Copy out every one of the records below without changing any words or numbers. Omit the pictures.
--- SUPPLIED RECORDS ---
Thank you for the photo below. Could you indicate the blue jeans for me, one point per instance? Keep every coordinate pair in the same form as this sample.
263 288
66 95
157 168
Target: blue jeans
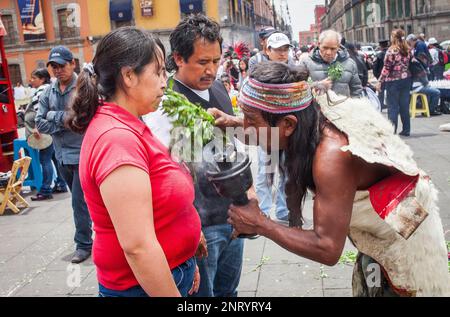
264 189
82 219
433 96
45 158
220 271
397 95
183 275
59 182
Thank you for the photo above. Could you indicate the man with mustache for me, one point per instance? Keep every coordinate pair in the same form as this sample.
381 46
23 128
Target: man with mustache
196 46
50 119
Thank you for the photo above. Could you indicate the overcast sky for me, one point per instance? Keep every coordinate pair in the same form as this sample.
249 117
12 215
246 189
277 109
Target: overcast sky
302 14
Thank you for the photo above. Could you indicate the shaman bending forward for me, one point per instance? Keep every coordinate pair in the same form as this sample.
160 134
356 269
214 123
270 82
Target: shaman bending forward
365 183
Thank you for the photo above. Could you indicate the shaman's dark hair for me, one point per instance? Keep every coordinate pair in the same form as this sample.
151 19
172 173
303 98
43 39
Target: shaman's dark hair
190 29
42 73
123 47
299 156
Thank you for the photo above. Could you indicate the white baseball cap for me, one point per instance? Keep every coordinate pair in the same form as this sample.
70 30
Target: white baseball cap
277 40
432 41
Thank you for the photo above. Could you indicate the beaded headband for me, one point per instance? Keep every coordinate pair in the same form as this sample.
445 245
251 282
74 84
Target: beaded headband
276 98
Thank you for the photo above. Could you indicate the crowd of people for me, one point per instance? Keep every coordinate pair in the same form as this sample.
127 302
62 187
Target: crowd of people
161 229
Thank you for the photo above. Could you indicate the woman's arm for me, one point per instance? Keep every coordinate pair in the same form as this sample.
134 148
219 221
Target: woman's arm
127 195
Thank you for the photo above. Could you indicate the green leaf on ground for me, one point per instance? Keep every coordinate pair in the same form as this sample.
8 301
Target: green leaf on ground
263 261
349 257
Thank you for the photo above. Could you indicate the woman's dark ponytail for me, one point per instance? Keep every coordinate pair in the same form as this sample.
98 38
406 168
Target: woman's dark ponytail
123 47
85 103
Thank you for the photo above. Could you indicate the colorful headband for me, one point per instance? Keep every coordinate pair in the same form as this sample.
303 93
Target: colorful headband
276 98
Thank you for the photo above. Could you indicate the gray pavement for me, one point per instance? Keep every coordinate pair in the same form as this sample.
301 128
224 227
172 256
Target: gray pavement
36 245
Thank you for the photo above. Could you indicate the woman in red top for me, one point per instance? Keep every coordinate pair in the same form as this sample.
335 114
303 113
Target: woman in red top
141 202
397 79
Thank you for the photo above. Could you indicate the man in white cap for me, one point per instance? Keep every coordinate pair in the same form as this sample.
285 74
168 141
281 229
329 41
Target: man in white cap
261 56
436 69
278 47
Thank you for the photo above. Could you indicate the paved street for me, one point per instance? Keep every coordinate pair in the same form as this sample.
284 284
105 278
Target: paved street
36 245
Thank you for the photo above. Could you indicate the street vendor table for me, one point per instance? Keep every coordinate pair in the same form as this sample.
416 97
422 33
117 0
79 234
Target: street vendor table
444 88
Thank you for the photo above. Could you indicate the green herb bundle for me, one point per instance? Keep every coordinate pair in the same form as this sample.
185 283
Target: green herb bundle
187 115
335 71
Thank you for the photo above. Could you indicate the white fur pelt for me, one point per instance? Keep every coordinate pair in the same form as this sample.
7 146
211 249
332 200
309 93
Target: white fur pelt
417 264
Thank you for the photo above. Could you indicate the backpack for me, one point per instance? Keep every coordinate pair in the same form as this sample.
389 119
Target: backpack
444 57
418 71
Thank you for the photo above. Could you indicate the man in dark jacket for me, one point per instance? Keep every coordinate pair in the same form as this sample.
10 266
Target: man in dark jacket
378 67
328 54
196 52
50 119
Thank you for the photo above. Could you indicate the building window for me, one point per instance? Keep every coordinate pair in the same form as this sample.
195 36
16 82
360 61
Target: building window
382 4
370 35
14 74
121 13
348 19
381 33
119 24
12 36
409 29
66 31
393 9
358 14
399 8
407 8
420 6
---
• [EXERCISE RESULT]:
Thank you for the photo below. Could you indicate the blue jeans for me, one point per instance? Keep every coordinate pair in the same form as this sample.
263 288
66 95
157 168
Target: blue jeans
264 189
82 219
433 96
45 158
220 271
397 95
183 275
59 182
Thank you for the photo above. Could you indicate the man with mustache for me, one point per instance? Keep every coordinate pair in the same form as this sample.
381 46
23 128
Target: man with mustache
196 46
50 119
Thank you for the photo above. Could you indicate the overcast sky for me, one point per instance? Keep every coordinate pair in the same form as this sample.
249 117
12 215
246 189
277 109
Target: overcast sky
302 14
Thank you for the photo above. Could you indicate the shaman bending forward for me, one point per instance? Keep every coordinate pair in the same form as this sample.
160 134
356 269
214 123
270 82
Target: shaman bending forward
365 183
Thank you for the photo above. Could you indicate the shaman's dark hair for me, one point per instance? Keep every coordinate pair in the same form as this sample.
151 19
172 173
303 98
43 39
Target: shaman's dark hair
190 29
42 73
123 47
299 156
Thank you for the photo above. Could you indicate the white baseball cap for me, one point per instance? Keep every coordinate pair in the same form as this sample.
70 30
Target: white baseball cap
277 40
432 41
Thank you for the photo above. Could you indicate the beaded headband for me, one point per instance? Keep every coordinate pair in the same form as this sample.
445 245
251 282
74 84
Target: beaded headband
276 98
Thank you for the photo above. Could you indicate the crowd of people for me, one point per instance? Keep every coordinate pair in the same form as this sample.
127 302
62 187
Target: crowd of people
161 229
Thank you for the photo above. Could you indicate the woman's arm for me, one point per instance? Keep every coordinate pair in the same form as this sample.
134 148
219 221
Target: woman's arm
127 195
Thank you for the photo above. Could you indicate the green leaf on ground for me, one point per instance? Keep every coordinate pair in the same form as this sample.
8 301
Target: green leaf on ground
263 261
349 257
Thank you for the photo above. Could you indicate the woman's dark ponytail for me, one point per instance? Keep every coordinate pair in the same form as this sample.
98 38
406 168
Target: woman's dark ponytail
123 47
85 103
Thank you for the photo above. Could you indicate the colorful headband for me, one point per instance? Keep every coordinate pair in the same form as this sample.
303 93
Target: colorful headband
276 98
Thank you for the photo above. Could you indicate the gray pavement for me, one point per instance? Keep every coordinate pair in the same form as this sample.
301 128
224 227
172 256
Target: gray pavement
36 245
Thank you for the photo above. Could you indicate the woman in red top for me, one point per instance? Keep every coordinate pair in the same form as this sample.
335 114
303 113
Target: woman in red top
141 202
397 79
Thank you for the photo above. Could you indicate the man in white cap for me, one point per instance? Keep every coordinate pair in the same form as this sample.
285 74
168 141
281 229
329 41
Target: man in white cap
261 56
436 69
278 47
Thank you for the photo above. Could you indicate the paved street for me, one point per instance? Keep every coordinate pair in the same form as this sample.
284 284
105 278
Target: paved street
36 245
Thank you for the photo above. Could you indicate the street vendor table for me, one point per instance? Keep every coordinate pair in the same form as this sample.
416 97
422 33
117 0
79 234
Target: street vendor table
444 88
Thank you for the photo above. Could you indicate the green herb bundle for me, one point per instance? Keep every coordinate pair in the same form as this sample.
185 283
Target: green herb bundle
187 115
335 71
Thank you for the photo above. Could you indicate the white fur pelt for me, one point per instance? Keep every coordinate pair in the same form as this sample.
7 146
211 249
332 200
309 93
Target: white fur pelt
417 264
Thank you for the photo above. Could you indicate the backpack for me, one point per instance? Keep every coordinate pair in the same form as this sample.
389 119
Target: backpack
444 57
418 71
Thank you for the photo above. Could you indicate the man in dark jacket for me, one point per instance? Keep every coordinate pair in the same form as this sample.
10 266
Target: man in dark jacket
378 67
328 54
196 52
50 119
Thank you for the photo above. Could you indicate the building window for me, one point per instance? Keep every coordinate pair in the same form as this sample.
195 36
16 82
360 61
Target: building window
382 4
370 35
14 74
121 13
348 19
381 33
119 24
12 36
409 29
66 31
393 9
358 14
399 8
407 8
420 6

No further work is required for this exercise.